■ Exercise requirements
Give the lines of the entries below as a JSON list of strings, with one string per line and blank lines omitted.

A run of entries:
--- start ---

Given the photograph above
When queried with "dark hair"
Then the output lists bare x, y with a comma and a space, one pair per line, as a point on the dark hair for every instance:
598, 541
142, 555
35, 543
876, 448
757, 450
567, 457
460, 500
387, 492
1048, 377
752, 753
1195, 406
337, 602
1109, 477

--- end ---

■ Response to the exercise
[
  "Given the photograph above",
  "When queried with \"dark hair\"",
  "Then the output lists bare x, y with a comma and a space, one pair per line, as a point on the dark hair for every instance:",
  "598, 541",
  "142, 555",
  "35, 543",
  "876, 448",
  "757, 450",
  "567, 457",
  "460, 500",
  "387, 492",
  "1048, 377",
  "752, 753",
  "1195, 406",
  "337, 602",
  "1109, 477"
]